» **Excerpt to read**
— BEGIN —
### New criteria for evaluating the scratch-resistance properties of polypropylene

Polypropylene (PP) is widely used in the automotive industry for applications that require pleasing aesthetics (i.e., a smooth surface) and good structural integrity. The formation of scratches on PP, however, lessens the aesthetic nature of its surfaces. It is therefore critically important to find a suitable criterion for assessing the scratch-resistance behavior of polymers (i.e., in an effort to design PP with good scratch-resistance properties).^{1–3}

In the past, researchers have used a variety of evaluation approaches to investigate how the mechanical properties of PP (such as elastic modulus and yield strength) affect its scratch characteristics.^{4, 5} Techniques that have been proposed and implemented include the optical method,^{1} the critical normal force,^{6, 7} the tangential force,^{5} as well as geometric deformation parameters.^{5, 8–11} However, few studies have been focused on verifying the suitability of these different measures—i.e., through an integrated approach of a scratch test and finite-element (FE) analysis—even though the effect of a single mechanical parameter on scratch resistance has been investigated using the FE method. For instance, the effects of elastic modulus, yield strength, Poisson's ratio, and the coefficient of friction on PP scratch behavior have previously been studied with the use of a simplified model,^{5} but the coupling effect of material parameters on scratch behavior has received little attention thus far.

In our work, we therefore adopted an integrated approach in which we combined a scratch test with a FE simulation (using an elastic–perfectly plastic model) to assess the suitability of different criteria for evaluating the scratch resistance of PP. We then used our identified criteria to experimentally and numerically evaluate the coupling effects of elastic modulus (*E*) and yield strength (σ_{y}) on the scratch performance of PP.^{12} For our tests, we obtained nine synthesized PP systems from Kingfa Science and Technology Co., Ltd (China). In addition, we modeled the geometry of a scratch groove according to the parameters illustrated in Figure 1.

Figure 1.
— END —
» **Prompt A**
From the passage on polypropylene scratch resistance, list the techniques it says have been proposed and implemented for evaluating scratch behavior.

» **Dataset rows**
— BEGIN —
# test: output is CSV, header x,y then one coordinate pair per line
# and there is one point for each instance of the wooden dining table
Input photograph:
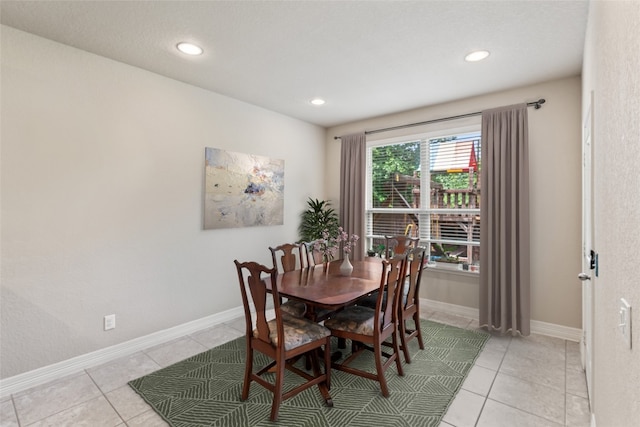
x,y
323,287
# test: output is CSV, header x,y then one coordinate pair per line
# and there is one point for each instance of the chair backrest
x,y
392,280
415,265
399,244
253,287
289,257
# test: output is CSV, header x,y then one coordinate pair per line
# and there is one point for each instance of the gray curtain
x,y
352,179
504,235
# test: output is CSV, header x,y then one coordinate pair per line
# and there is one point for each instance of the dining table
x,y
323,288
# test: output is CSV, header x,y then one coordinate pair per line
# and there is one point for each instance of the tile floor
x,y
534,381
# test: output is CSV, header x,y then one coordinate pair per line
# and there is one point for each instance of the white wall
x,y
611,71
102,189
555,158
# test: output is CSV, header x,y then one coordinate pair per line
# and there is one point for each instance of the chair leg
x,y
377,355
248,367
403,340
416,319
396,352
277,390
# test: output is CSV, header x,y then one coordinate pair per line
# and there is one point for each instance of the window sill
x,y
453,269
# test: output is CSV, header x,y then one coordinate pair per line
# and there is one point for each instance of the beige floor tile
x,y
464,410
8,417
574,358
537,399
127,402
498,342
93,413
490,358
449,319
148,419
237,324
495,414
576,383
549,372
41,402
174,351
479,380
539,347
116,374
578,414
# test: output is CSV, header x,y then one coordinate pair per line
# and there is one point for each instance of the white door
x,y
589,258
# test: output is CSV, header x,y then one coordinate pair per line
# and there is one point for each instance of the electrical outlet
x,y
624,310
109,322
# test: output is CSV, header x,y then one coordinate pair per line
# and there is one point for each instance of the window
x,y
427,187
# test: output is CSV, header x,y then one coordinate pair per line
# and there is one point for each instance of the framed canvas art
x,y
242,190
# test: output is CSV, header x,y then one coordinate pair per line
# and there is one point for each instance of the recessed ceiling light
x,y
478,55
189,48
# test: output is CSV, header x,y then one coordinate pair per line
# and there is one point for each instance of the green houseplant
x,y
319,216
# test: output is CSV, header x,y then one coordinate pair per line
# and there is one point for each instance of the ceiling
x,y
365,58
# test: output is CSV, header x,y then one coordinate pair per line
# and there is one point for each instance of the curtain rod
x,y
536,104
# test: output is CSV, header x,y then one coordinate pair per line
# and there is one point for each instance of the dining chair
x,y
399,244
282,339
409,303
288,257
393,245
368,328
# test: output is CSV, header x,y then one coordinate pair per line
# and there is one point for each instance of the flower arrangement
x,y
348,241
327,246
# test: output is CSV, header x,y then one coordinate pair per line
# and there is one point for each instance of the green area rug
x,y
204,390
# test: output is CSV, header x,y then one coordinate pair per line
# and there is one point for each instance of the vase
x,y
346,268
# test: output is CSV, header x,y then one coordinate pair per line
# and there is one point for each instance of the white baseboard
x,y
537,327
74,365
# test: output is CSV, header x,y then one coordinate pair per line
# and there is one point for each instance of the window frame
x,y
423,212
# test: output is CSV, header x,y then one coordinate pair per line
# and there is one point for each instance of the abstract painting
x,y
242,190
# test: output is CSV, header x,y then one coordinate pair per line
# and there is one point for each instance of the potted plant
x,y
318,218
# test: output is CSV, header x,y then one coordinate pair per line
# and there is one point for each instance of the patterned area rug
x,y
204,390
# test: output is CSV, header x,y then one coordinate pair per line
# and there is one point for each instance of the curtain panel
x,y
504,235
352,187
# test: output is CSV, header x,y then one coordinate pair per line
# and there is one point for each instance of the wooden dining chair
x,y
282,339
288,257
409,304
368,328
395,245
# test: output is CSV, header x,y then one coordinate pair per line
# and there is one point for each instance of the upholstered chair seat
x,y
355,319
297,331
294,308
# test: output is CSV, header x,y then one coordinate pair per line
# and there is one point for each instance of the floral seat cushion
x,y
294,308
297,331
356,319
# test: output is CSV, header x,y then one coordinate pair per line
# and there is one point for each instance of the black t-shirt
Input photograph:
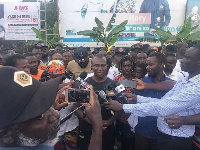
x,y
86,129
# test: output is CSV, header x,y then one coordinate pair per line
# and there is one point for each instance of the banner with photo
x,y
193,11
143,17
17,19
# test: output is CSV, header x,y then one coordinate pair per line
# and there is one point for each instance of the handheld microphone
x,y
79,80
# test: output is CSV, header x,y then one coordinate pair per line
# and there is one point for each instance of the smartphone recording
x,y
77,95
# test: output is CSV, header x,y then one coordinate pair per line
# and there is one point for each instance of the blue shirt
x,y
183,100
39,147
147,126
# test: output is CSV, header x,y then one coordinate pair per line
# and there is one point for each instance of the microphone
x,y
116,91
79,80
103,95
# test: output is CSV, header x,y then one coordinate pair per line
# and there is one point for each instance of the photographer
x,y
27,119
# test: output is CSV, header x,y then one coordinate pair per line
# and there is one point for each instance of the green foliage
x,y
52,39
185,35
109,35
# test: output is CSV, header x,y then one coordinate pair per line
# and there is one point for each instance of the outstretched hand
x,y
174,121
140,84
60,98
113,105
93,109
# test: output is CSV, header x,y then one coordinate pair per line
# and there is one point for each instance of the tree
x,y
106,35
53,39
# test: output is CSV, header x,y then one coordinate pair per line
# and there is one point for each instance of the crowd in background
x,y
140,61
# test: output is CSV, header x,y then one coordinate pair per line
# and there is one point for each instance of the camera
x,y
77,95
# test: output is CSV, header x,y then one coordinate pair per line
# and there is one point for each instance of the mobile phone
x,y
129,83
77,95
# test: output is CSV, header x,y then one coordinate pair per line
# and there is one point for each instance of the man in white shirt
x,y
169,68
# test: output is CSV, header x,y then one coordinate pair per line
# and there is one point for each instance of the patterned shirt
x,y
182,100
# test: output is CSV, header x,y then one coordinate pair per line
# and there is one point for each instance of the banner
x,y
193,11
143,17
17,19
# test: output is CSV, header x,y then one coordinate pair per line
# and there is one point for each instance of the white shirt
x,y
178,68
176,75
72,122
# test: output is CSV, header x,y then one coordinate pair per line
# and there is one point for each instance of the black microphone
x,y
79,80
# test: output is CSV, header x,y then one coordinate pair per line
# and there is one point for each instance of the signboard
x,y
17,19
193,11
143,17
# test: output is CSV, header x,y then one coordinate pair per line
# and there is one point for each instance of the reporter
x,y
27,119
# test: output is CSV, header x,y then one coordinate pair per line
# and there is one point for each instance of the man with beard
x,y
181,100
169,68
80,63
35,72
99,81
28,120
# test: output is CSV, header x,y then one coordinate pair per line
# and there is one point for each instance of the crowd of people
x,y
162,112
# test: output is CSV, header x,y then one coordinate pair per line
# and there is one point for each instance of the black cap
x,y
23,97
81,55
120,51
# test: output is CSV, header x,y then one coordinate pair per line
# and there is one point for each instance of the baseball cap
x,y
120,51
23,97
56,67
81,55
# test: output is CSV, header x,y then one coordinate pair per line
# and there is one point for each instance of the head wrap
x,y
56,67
— END —
— BEGIN —
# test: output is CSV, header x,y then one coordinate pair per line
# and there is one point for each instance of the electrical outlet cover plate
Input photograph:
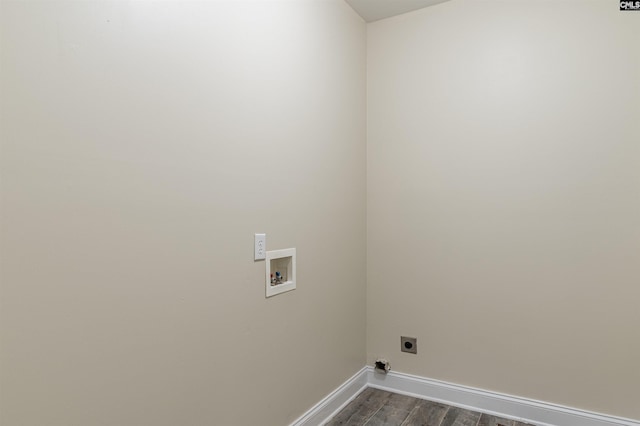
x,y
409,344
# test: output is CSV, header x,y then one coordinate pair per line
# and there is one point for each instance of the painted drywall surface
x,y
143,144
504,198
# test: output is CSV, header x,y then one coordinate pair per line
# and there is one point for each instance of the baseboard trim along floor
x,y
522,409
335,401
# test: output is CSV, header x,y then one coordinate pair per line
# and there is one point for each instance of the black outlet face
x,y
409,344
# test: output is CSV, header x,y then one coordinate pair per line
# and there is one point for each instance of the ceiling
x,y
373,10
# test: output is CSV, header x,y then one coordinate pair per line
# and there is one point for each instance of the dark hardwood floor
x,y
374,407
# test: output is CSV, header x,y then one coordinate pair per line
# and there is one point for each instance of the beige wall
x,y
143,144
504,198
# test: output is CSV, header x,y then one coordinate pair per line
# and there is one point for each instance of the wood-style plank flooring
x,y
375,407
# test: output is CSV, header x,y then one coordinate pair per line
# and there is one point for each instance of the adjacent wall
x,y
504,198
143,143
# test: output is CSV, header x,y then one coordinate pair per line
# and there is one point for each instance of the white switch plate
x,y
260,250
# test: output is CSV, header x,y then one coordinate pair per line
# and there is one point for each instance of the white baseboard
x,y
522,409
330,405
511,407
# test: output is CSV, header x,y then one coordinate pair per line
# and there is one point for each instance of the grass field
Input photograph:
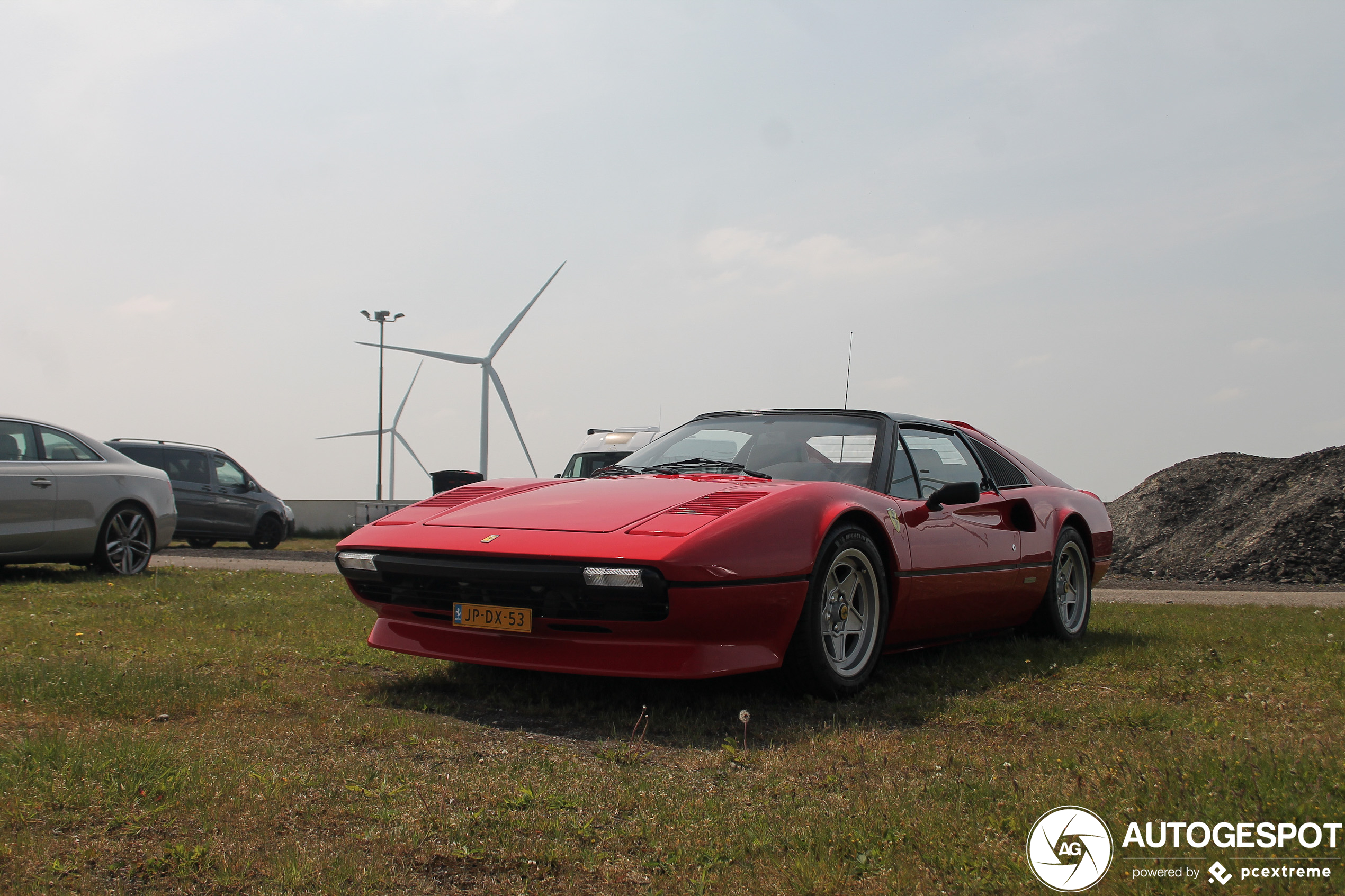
— END —
— BEGIN —
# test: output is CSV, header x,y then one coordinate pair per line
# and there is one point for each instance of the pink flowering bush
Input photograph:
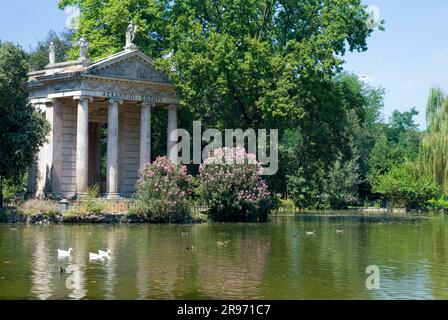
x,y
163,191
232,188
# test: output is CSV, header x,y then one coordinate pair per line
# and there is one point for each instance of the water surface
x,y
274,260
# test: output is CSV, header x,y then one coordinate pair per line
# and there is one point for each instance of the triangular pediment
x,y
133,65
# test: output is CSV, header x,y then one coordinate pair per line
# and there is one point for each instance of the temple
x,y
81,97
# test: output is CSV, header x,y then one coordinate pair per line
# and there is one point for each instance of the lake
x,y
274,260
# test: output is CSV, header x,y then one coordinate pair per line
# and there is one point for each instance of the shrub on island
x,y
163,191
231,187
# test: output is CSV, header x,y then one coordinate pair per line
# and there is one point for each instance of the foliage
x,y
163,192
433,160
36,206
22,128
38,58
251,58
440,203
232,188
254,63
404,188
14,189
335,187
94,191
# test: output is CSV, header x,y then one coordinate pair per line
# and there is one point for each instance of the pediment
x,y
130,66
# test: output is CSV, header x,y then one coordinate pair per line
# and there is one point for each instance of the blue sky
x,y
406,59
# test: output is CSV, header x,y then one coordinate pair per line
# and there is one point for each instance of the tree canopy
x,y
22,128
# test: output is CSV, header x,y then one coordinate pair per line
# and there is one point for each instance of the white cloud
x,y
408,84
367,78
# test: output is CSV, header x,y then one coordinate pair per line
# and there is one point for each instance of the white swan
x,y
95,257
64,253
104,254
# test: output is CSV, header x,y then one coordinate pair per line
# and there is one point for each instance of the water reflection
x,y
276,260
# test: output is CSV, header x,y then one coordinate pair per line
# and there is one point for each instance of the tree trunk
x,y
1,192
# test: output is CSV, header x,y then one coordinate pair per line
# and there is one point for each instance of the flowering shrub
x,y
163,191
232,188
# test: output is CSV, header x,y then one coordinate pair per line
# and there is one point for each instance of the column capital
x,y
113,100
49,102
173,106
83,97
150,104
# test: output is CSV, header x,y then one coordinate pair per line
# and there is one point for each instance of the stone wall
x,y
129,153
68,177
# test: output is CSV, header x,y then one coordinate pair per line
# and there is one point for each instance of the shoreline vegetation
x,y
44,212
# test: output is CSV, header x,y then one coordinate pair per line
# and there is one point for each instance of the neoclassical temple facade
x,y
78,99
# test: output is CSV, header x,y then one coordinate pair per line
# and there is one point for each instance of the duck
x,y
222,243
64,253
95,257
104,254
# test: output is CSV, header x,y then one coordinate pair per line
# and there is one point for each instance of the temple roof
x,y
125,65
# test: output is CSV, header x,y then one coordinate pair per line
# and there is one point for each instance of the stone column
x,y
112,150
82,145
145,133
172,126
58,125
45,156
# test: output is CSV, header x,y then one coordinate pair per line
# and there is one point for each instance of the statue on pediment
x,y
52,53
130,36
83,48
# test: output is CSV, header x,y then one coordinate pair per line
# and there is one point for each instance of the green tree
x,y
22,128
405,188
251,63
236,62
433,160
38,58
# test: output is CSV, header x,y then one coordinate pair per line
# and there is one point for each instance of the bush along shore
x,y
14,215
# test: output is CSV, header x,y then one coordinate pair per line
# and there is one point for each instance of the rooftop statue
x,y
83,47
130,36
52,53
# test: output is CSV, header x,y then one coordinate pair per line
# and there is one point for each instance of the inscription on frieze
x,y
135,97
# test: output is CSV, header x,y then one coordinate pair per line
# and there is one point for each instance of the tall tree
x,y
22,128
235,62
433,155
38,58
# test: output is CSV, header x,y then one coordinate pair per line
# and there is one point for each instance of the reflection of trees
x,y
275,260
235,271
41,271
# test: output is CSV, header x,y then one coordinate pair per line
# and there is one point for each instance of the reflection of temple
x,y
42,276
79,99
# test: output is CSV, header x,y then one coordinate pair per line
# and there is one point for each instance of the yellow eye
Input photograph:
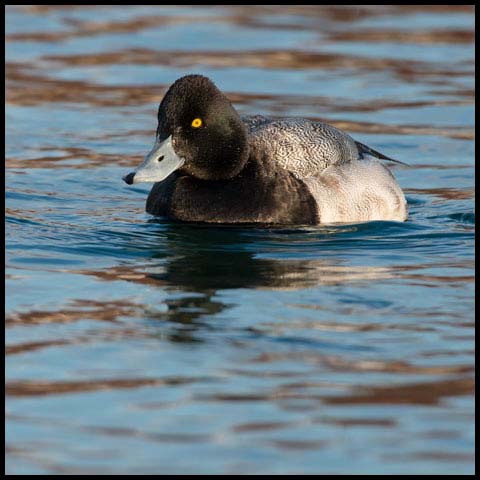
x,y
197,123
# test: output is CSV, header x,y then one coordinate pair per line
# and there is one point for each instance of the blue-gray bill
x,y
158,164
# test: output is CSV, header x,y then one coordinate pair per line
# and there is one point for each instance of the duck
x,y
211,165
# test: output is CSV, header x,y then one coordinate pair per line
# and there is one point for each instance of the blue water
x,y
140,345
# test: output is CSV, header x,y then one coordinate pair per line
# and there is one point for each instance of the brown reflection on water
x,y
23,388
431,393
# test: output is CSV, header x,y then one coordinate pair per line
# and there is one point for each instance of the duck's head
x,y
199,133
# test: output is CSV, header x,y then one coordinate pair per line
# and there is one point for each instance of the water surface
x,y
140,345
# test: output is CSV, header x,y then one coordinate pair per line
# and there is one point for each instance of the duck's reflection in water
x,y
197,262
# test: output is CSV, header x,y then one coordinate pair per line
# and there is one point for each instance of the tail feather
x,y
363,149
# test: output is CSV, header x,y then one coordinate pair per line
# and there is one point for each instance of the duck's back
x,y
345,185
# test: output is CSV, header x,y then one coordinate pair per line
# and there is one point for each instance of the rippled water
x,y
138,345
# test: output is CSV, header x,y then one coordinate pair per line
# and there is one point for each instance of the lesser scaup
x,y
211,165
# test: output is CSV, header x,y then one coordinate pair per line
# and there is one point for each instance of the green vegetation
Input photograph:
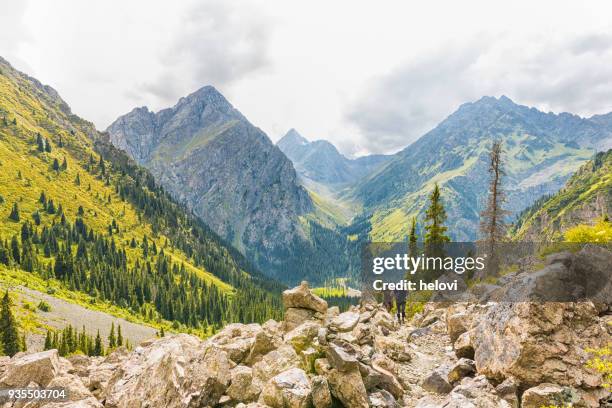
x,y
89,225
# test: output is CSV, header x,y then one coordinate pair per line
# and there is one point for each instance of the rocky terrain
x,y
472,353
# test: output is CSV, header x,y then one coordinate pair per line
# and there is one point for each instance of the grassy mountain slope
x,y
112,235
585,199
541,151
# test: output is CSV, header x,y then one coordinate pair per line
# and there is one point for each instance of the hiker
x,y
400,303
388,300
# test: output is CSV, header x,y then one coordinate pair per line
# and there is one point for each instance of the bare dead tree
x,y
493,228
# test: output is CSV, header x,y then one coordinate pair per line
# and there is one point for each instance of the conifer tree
— END —
» **Prompt B**
Pull out every line of the records that contains the string "gray". Case counts.

» **Exercise output A**
- the optical method
- the critical normal force
- the tangential force
- geometric deformation parameters

» **Exercise output B**
# and there is one point for each instance of the gray curtain
# and there is one point for each instance of the blue-gray bill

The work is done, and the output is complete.